** Opening Material supplied block **

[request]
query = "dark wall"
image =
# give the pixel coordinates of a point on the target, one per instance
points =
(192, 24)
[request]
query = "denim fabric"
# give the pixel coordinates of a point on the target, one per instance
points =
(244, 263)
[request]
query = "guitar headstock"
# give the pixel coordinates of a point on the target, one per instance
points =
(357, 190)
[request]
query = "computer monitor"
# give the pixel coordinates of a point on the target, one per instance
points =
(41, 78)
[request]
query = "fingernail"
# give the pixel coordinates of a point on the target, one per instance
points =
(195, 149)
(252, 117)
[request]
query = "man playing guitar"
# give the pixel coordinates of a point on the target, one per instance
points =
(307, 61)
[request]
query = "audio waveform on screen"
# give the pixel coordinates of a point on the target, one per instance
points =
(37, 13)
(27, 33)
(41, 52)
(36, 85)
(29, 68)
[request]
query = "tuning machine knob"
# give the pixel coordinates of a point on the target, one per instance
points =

** Closing Material supplied block **

**What to do:** Print all of the entries exactly, leaving nothing out.

**Reply to the task:**
[request]
query = "dark wall"
image =
# give the pixel coordinates of a point on the target, one per instance
points =
(192, 24)
[request]
query = "denim fabric"
# give the pixel coordinates of a point on the target, one per instance
points =
(244, 263)
[request]
query = "guitar headstock"
# give the pixel coordinates of a point on the target, one per instance
points =
(357, 190)
[request]
query = "computer monitor"
# give the pixel coordinates of a point on the target, one per instance
points =
(41, 78)
[request]
query = "fingernail"
# give the pixel coordinates of a point on the target, one per instance
points =
(195, 149)
(252, 117)
[request]
query = "man playing guitar"
# give the pixel coordinates of a point on the target, one per instance
points =
(307, 61)
[request]
query = "audio waveform on screen"
# give the pixel coordinates of a point on the target, one per instance
points =
(37, 13)
(27, 33)
(41, 52)
(36, 85)
(29, 68)
[request]
query = "tuning machine knob"
# give the pixel coordinates of a point on the target, one per instance
points =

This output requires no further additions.